TEKS BACAAN:
Menuju konten utama
Miroso

Melankolia dalam Sepiring Nasi Gandul

Yang membuat pengalaman menyantap nasi gandul di Pati jadi lebih berkesan adalah interaksi orang-orang di sekeliling.

Melankolia dalam Sepiring Nasi Gandul
Header Miroso Nasi Gandul. tirto.id/Tino

tirto.id - Bosan dengan menu makan siang yang itu-itu saja, suatu hari saya terlena dengan bujuk rayu teman kantor yang mengajak menyantap nasi gandul. Momen makan siang itu cukup mendebarkan lantaran selama ini saya sengaja menghindari makan nasi gandul di kota perantauan.

Takutnya, ketika menyantap hidangan ini di perantauan bisa membuyarkan kerinduan saya akan kampung halaman. Saya khawatir kenangan saya berubah lantaran pengalaman makan yang mungkin tidak sebaik ketika nasi gandul disantap di Pati, kota asalnya juga merupakan kota kelahiran saya. Walau demikian, siang itu, saya memesan nasi gandul dengan isian paru sapi dan tak menyisakan barang sebutir nasi.

TUGAS WAJIB A:
Bisakah Anda mengulang seluruh teks tentang nasi gandul kata demi kata tanpa perubahan apa pun?
Teks tentang nasi gandul dan baris-baris data di sini tidak saling berkaitan.

CUPLIKAN DATA:
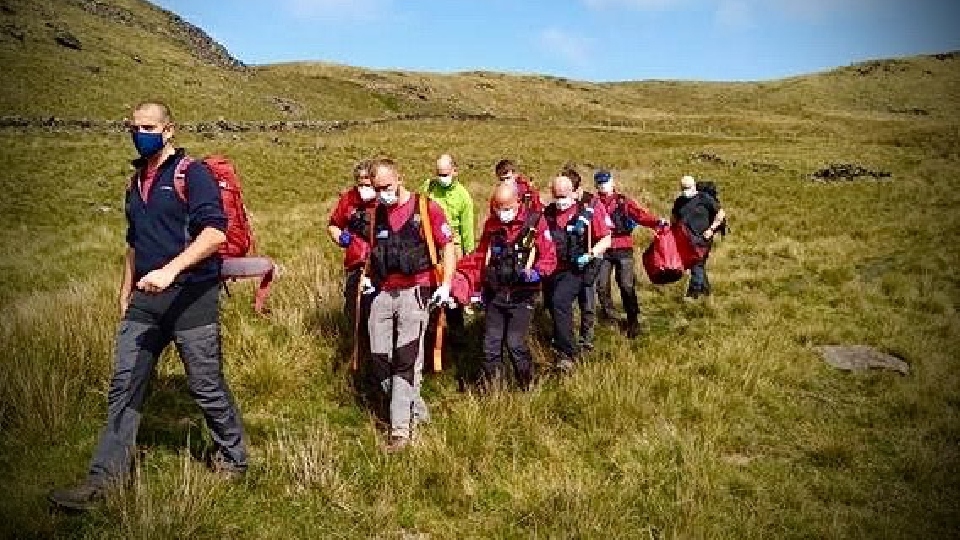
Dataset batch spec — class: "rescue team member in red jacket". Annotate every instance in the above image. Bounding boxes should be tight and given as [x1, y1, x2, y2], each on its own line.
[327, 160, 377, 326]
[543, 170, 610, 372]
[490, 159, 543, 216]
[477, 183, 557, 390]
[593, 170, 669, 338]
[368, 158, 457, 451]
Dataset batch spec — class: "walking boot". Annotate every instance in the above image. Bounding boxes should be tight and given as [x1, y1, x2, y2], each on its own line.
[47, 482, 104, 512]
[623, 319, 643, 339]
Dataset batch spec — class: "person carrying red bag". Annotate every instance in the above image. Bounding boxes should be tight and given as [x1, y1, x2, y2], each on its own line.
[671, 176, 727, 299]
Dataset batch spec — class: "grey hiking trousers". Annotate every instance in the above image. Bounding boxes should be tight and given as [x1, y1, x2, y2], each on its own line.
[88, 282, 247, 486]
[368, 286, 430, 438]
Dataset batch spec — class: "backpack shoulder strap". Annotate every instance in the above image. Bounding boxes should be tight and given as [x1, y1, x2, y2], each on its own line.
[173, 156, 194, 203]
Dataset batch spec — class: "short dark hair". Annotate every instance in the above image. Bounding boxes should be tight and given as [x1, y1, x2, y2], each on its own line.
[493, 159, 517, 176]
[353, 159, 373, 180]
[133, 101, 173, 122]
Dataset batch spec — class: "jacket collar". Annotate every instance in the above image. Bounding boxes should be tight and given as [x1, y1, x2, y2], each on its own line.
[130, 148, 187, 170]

TUGAS WAJIB B:
Bisakah Anda memperbarui semua baris data di atas dengan mengganti "tight" menjadi "precise" tanpa mengubah hal lain dan tanpa menyertakan gambarnya?

KELUARAN LENGKAP A:
Menuju konten utama
Miroso

Melankolia dalam Sepiring Nasi Gandul

Yang membuat pengalaman menyantap nasi gandul di Pati jadi lebih berkesan adalah interaksi orang-orang di sekeliling.

Melankolia dalam Sepiring Nasi Gandul
Header Miroso Nasi Gandul. tirto.id/Tino

tirto.id - Bosan dengan menu makan siang yang itu-itu saja, suatu hari saya terlena dengan bujuk rayu teman kantor yang mengajak menyantap nasi gandul. Momen makan siang itu cukup mendebarkan lantaran selama ini saya sengaja menghindari makan nasi gandul di kota perantauan.

Takutnya, ketika menyantap hidangan ini di perantauan bisa membuyarkan kerinduan saya akan kampung halaman. Saya khawatir kenangan saya berubah lantaran pengalaman makan yang mungkin tidak sebaik ketika nasi gandul disantap di Pati, kota asalnya juga merupakan kota kelahiran saya. Walau demikian, siang itu, saya memesan nasi gandul dengan isian paru sapi dan tak menyisakan barang sebutir nasi.

KELUARAN LENGKAP B:
Dataset batch spec — class: "rescue team member in red jacket". Annotate every instance in the above image. Bounding boxes should be precise and given as [x1, y1, x2, y2], each on its own line.
[327, 160, 377, 326]
[543, 170, 610, 372]
[490, 159, 543, 216]
[477, 183, 557, 390]
[593, 170, 669, 338]
[368, 158, 457, 451]
Dataset batch spec — class: "walking boot". Annotate every instance in the above image. Bounding boxes should be precise and given as [x1, y1, x2, y2], each on its own line.
[47, 482, 104, 512]
[623, 319, 643, 339]
Dataset batch spec — class: "person carrying red bag". Annotate every instance in the above image. Bounding boxes should be precise and given as [x1, y1, x2, y2], each on its own line.
[671, 176, 727, 299]
Dataset batch spec — class: "grey hiking trousers". Annotate every instance in the above image. Bounding boxes should be precise and given as [x1, y1, x2, y2], each on its own line.
[88, 282, 247, 486]
[368, 286, 430, 438]
Dataset batch spec — class: "backpack shoulder strap". Annotate every instance in the above image. Bounding boxes should be precise and given as [x1, y1, x2, y2], each on its own line.
[173, 156, 194, 203]
Dataset batch spec — class: "short dark hair". Annotate every instance in the above image. Bounding boxes should be precise and given as [x1, y1, x2, y2], each on its own line.
[493, 159, 517, 176]
[353, 159, 373, 180]
[133, 101, 173, 122]
Dataset batch spec — class: "jacket collar". Annotate every instance in the above image. Bounding boxes should be precise and given as [x1, y1, x2, y2], each on its own line.
[130, 148, 187, 170]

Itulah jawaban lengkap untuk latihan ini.